--- Set problem ---
Copy every item below word for word, and leave the pictures out of your copy.

____

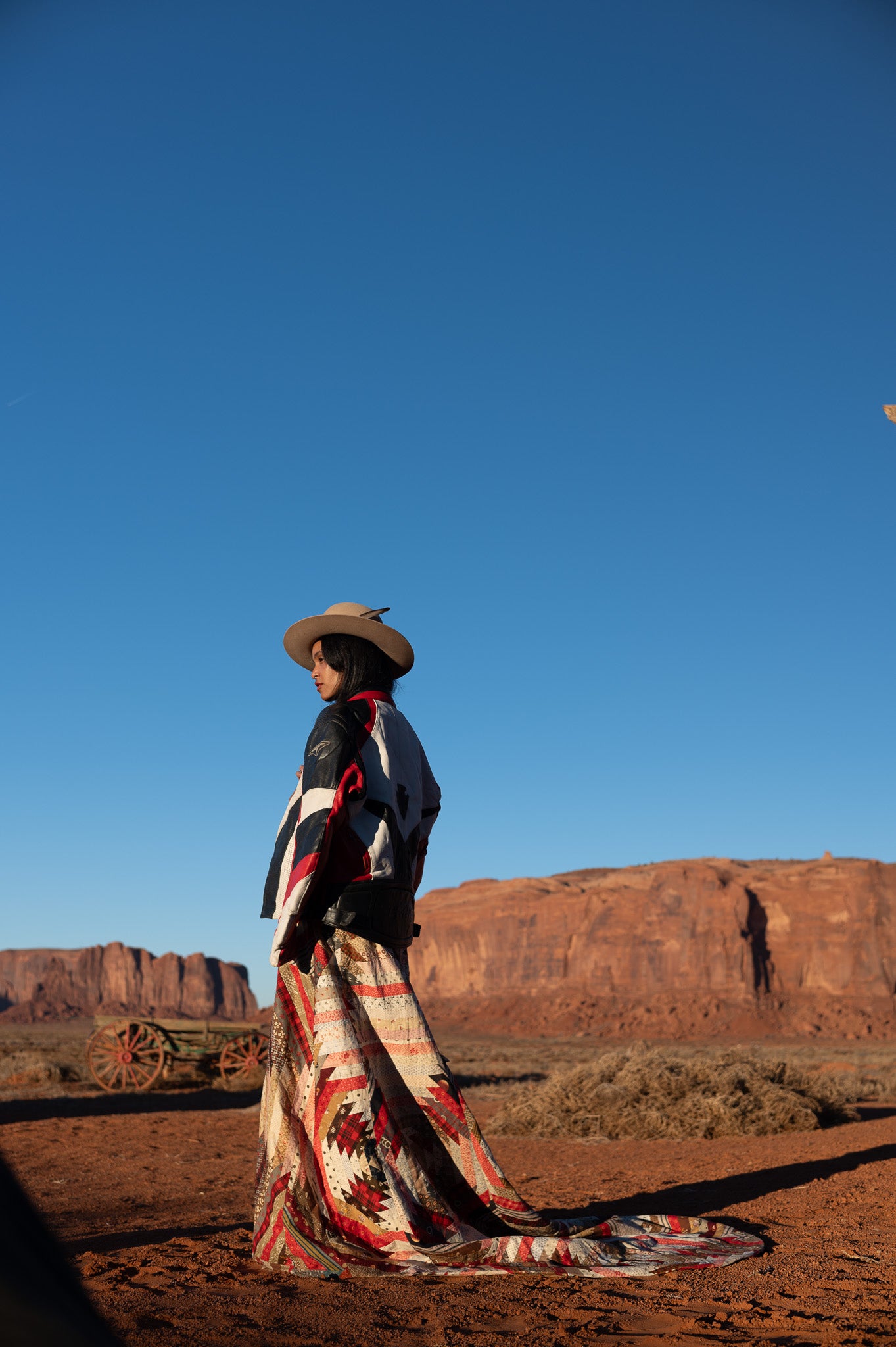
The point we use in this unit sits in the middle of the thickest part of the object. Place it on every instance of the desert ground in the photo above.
(151, 1200)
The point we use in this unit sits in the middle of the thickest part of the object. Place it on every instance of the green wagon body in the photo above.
(133, 1052)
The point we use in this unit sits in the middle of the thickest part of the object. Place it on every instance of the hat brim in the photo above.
(303, 635)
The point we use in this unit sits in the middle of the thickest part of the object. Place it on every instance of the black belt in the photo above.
(376, 910)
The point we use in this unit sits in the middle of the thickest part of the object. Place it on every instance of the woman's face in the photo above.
(326, 679)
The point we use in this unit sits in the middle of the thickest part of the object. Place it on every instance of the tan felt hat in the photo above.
(348, 620)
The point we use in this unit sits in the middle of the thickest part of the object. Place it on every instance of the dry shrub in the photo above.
(26, 1070)
(862, 1081)
(648, 1092)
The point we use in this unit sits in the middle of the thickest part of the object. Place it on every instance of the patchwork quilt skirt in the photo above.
(370, 1163)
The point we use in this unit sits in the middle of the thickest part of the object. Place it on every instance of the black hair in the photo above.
(364, 666)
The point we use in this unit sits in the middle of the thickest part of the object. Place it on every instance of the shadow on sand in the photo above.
(95, 1106)
(713, 1195)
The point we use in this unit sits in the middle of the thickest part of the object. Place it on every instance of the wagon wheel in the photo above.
(241, 1059)
(127, 1056)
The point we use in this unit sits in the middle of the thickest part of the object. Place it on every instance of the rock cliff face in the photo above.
(113, 978)
(703, 947)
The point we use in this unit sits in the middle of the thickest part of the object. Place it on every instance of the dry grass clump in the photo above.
(649, 1092)
(26, 1070)
(864, 1081)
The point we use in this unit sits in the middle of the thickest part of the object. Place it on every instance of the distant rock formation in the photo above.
(116, 979)
(685, 947)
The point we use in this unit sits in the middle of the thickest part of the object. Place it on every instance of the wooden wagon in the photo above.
(133, 1052)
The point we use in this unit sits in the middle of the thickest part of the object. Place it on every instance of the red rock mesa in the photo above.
(113, 978)
(684, 947)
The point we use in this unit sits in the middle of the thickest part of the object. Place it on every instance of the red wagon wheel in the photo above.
(241, 1059)
(127, 1055)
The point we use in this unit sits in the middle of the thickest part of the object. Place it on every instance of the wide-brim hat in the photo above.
(348, 620)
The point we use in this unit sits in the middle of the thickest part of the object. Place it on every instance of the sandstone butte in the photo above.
(114, 978)
(699, 948)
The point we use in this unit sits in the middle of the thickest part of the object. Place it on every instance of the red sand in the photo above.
(155, 1212)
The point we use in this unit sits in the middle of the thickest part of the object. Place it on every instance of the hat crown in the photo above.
(354, 610)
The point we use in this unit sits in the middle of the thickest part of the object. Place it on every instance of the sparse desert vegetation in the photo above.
(645, 1092)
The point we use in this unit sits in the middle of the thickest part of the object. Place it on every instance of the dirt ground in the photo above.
(151, 1198)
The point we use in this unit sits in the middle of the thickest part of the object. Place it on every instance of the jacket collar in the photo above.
(371, 697)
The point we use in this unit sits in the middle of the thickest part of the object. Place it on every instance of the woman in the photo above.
(369, 1159)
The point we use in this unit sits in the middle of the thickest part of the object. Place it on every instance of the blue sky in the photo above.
(563, 329)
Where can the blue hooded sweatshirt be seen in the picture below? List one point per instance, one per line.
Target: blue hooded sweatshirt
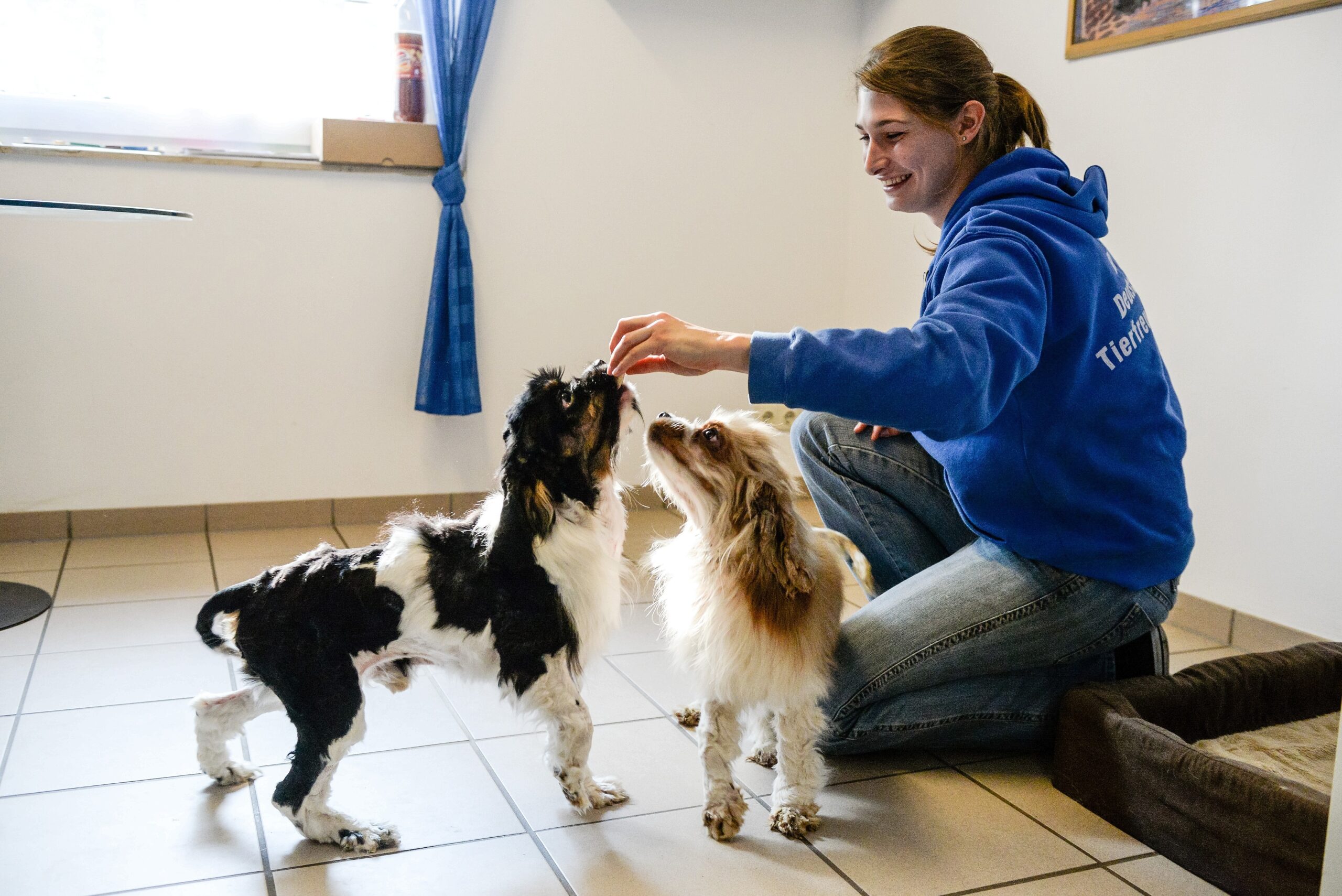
(1031, 375)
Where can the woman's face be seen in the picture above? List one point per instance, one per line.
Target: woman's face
(917, 163)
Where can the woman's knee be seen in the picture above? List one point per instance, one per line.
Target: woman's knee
(811, 435)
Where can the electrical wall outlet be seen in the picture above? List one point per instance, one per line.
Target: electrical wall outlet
(777, 416)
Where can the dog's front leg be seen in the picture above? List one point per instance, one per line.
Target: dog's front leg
(720, 745)
(802, 772)
(557, 699)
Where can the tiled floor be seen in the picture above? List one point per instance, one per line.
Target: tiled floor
(100, 791)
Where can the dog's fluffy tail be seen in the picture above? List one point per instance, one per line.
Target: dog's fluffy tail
(861, 566)
(218, 619)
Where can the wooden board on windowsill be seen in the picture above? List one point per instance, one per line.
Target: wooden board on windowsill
(235, 161)
(355, 141)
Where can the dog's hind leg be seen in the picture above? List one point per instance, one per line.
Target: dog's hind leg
(802, 772)
(764, 739)
(557, 699)
(329, 722)
(720, 745)
(219, 719)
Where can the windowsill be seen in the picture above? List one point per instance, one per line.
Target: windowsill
(288, 164)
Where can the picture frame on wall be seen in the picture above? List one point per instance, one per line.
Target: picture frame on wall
(1103, 26)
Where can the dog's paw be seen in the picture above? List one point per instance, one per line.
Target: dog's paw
(587, 793)
(795, 822)
(724, 818)
(688, 717)
(370, 839)
(234, 773)
(767, 757)
(605, 792)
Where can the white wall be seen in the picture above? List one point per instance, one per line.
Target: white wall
(696, 157)
(624, 157)
(1221, 160)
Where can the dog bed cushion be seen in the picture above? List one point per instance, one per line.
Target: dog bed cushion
(1302, 751)
(1125, 751)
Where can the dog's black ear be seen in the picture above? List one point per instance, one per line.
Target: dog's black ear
(768, 553)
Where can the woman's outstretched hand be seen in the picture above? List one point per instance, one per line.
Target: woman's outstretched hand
(662, 344)
(876, 433)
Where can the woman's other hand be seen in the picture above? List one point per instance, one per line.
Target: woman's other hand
(876, 433)
(662, 344)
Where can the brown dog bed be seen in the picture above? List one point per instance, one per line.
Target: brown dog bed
(1124, 750)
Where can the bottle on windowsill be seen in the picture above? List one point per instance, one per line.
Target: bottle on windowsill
(410, 63)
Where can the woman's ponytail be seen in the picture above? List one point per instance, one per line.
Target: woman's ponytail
(1015, 117)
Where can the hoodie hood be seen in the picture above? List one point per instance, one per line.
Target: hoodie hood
(1035, 181)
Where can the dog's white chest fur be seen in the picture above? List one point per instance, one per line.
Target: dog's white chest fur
(713, 636)
(581, 556)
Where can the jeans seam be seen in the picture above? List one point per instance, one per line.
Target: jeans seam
(1070, 587)
(1114, 633)
(832, 448)
(847, 478)
(936, 724)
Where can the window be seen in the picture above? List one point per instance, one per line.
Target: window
(242, 74)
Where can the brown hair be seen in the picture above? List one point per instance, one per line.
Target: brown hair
(936, 71)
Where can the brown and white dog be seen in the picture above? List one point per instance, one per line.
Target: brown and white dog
(751, 597)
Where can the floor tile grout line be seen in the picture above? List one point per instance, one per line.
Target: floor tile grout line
(399, 851)
(135, 600)
(124, 647)
(214, 569)
(1202, 650)
(255, 801)
(178, 883)
(33, 668)
(1110, 871)
(1051, 875)
(1085, 852)
(105, 706)
(499, 782)
(278, 765)
(1063, 872)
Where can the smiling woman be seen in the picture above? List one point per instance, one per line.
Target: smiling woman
(1022, 503)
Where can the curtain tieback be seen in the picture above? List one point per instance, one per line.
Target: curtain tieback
(450, 186)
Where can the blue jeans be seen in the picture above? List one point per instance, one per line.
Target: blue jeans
(967, 644)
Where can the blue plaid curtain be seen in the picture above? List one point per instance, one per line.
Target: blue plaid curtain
(454, 42)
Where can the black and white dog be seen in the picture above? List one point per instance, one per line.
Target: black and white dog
(523, 590)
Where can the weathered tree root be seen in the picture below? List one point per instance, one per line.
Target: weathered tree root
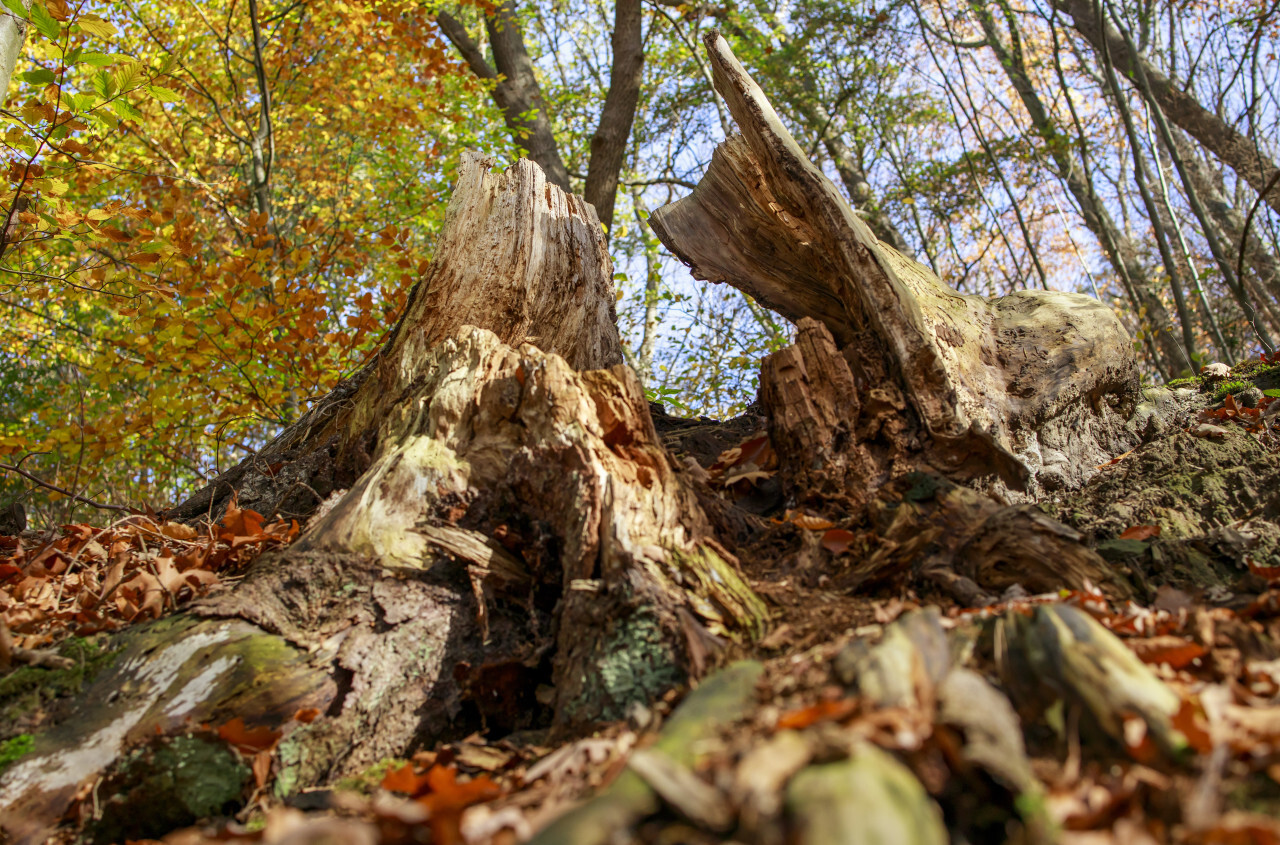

____

--- Output below ---
The point we use in this unit sits in the middle of the thickest part of the object. Place it on every instance of the desert ground in the photo above.
(151, 1200)
The point we use in this unit sits in the middle of the thickest part of the object. Place it on every instance of the green wagon body in the photo above.
(133, 1052)
The point we use in this unit sits in the middle of the thickest part of the object. Place it on every instance of the hat brim in the photo above.
(303, 635)
The point we use in this unit sits in the middle of the thickest part of the object. Place it on every instance of the black belt in the photo above.
(376, 910)
The point we use in this unit sits in the middle of the thickest part of the object. Place it on every instance of the woman's face in the photo above.
(326, 679)
The point we use in this unit sits in the middle of the thickest part of the object. Place it on every instance of the tan felt hat in the photo above.
(348, 620)
The point we use in this unit sits in the middle of the thickest part of the object. Place it on every instance of the dry shrub in the photo above.
(26, 1070)
(862, 1081)
(648, 1092)
The point we use in this unit sits in the middle of the thickest part of the object. Place it on every instance of the patchwork quilt skirt in the photo above.
(370, 1163)
The point we use in this unit sits in the middle of the thickest part of the object. Place it on every instance of the black hair in the photo above.
(364, 666)
The point we use in this unit sits in the middle of the thickest part of the object. Place it on every instance of the shadow on sand in the photo above.
(95, 1106)
(713, 1195)
The point we use in this unit sits in the middle of the thickest part of the object. Place it on every instance of the wagon wheel in the photo above.
(241, 1059)
(127, 1056)
The point we use in this unit sits in the middle of the thickest part of the object. Place it on every instance of the rock cliff face in the photo above.
(113, 978)
(703, 947)
The point we use in this unit sits in the middle of the thickest part of the object. Place it on every instance of the dry grass clump in the photo above.
(649, 1092)
(26, 1070)
(864, 1081)
The point we use in this unit sits in the middle of the thickest part of the object. Place it on every instance of the distant rock formation in the photo above.
(116, 979)
(685, 947)
The point we use in this unit sits in the middle of the thickest part of the object. Place it on every instance of the wooden wagon in the photo above.
(133, 1052)
The point we use in this unit sits in the middle of the thickest part of the object. Place it on every instance of the red rock mesa in the photo above.
(113, 978)
(684, 947)
The point we use in this unit sits in the middle of the thickest part of the object. Place it on every instance of the red wagon wheel in the photo above.
(241, 1059)
(127, 1055)
The point we use in this unit sits in the middle of the thickest part of the object. Place it on every instance of the wide-brim hat in the photo above.
(348, 620)
The point we use in this unit sits in the middle of the thickest part of the object. Place it on every instance of the sandstone butte in the photo above.
(114, 978)
(699, 948)
The point we use in this unit sits in the middle of the thickest part of the object. Place it on every instance of the red sand in the photo above.
(155, 1212)
The point we use in this unit sits in the middle of the thickest part of the object. Place it on every instance of the hat crown in the photo above.
(354, 610)
The point we use in this unit sits in the middle of the thickest part of the object. Place it on every instance of the sparse desert vegetation in the photo above.
(645, 1092)
The point we use in this unit sits in the middle of the thickest part of the object. Place it on every instance of the dirt ground in the photo above.
(151, 1198)
The point we use in this unit sits in the middle of the thickest part of the object. Place it on every instance of the jacket collar in the photo above.
(371, 697)
The point we use in this unit sits in the middle of the thickest part of the object. Place it on every instance of the woman in the photo above.
(369, 1159)
The point we use in this unit sits in the middle of the thickest part of the object. Place it on every instance of the blue sky in the photo above.
(563, 329)
Where can the blue hooded sweatshirt be seen in the picture below? List one point per instance, one per line.
Target: blue hooded sweatshirt
(1031, 375)
Where can the woman's face be seen in the picture above? List one point per instance, one per line.
Target: woman's face
(917, 163)
Where can the woman's knee be seen in the picture above? List one point per instance, one per line.
Target: woman's knee
(811, 435)
Where can the electrical wall outlet be seen in the picture above? List one point per instance, one per line.
Target: electrical wall outlet
(777, 416)
Where can the dog's front leg be seen in the picture above? List one point per instance, one per line.
Target: dog's front leg
(720, 745)
(802, 772)
(557, 699)
Where can the tiled floor be seen in the picture above? List one point per instance, one per line.
Target: tiled floor
(100, 791)
Where can the dog's fluffy tail be seen in the picture above? List one point per instance, one per line.
Target: dog's fluffy tail
(861, 566)
(218, 619)
Where can the wooden board on windowsill be seen in the picture above? List one point per instance, one per line.
Target: wooden board on windowsill
(235, 161)
(355, 141)
Where can the dog's hind leg be seen in the picture above? List one point per instance, one per line.
Target: dog's hind leg
(802, 772)
(764, 739)
(557, 699)
(329, 722)
(720, 745)
(219, 719)
Where can the windowsill be seen in the picture above? List one point per instance, one per line.
Target: windowsill
(288, 164)
Where can the picture frame on wall be seen in the picture above? List one point per instance, one per line.
Target: picture frame on wall
(1103, 26)
Where can the dog's paw be seen in the picture above? List one point per instance, one per line.
Target: dog's paw
(587, 793)
(795, 822)
(724, 818)
(688, 717)
(370, 839)
(234, 773)
(767, 757)
(605, 792)
Where can the white wall be seen in the picture above? List one point per instance, one per line.
Target: white wall
(696, 157)
(624, 157)
(1221, 160)
Where can the dog bed cushion be seen in the picture above? List one point per instance, one per line.
Target: dog bed cushion
(1302, 751)
(1125, 751)
Where can the dog's black ear be seen in the picture above? List one point per instance, one per line.
Target: dog's black ear
(768, 553)
Where can the woman's outstretched hand be seen in the picture above? List one point per instance, one per line.
Target: woman's outstretched hand
(662, 344)
(876, 433)
Where can the woman's other hand be seen in the picture above? List one point per instance, one per line.
Target: woman's other hand
(876, 433)
(662, 344)
Where can the brown dog bed be seen in the picture above? List one point per instance, one per line.
Target: brown dog bed
(1124, 750)
Where can the bottle on windowsill be seen in the picture above? List one point per instance, one per line.
Target: bottle on windowsill
(410, 63)
Where can the woman's ponytail be seen in the picture above? List one point per instance, one per line.
Target: woman's ponytail
(1015, 117)
Where can the hoodie hood be seen in the picture above? List one point per instance, one per line.
Target: hoodie hood
(1035, 181)
Where can the dog's white chest fur be seen in the picture above? List one point per instance, one per line.
Target: dog's white chest fur
(713, 636)
(581, 556)
Where can the jeans seam be seen in the picture above? List one point per instance, one per line.
Target: jeans seam
(1070, 587)
(1114, 633)
(832, 448)
(847, 478)
(936, 724)
Where can the window be seen in the picture above? List one point per instance, one per line.
Target: window
(242, 74)
Where can the brown hair be seen in the picture above? List one point per instance, one per line.
Target: brown hair
(936, 71)
Where can the brown and white dog be seen in the picture above? List one point per instance, one per line.
Target: brown and white dog
(751, 597)
Where can the floor tile grout line be seen in the picture above? List one point per instance, one per line.
Target: floor tile grout line
(399, 851)
(135, 600)
(124, 647)
(214, 569)
(1202, 650)
(255, 801)
(178, 883)
(33, 668)
(1110, 871)
(1051, 875)
(1085, 852)
(105, 706)
(499, 782)
(278, 765)
(1063, 872)
Where can the smiling woman be seen in the picture above? List one point per instance, one per line.
Target: smiling woman
(1022, 503)
Where can the curtain tieback be seen in the picture above? List one point per instance, one per line.
Target: curtain tieback
(450, 186)
Where can the blue jeans be seen in the picture above? List one point per instance, one per line.
Target: blue jeans
(967, 644)
Where can the blue plaid curtain be seen in the picture above? List one point per instance, one per line.
Target: blue plaid curtain
(454, 42)
Where can the black and white dog be seen in the picture above? List one point per instance, one per line.
Target: black and white dog
(523, 590)
Where can the weathered tree root be seen in the picture below? List one point per instance, one per line.
Target: weathered tree root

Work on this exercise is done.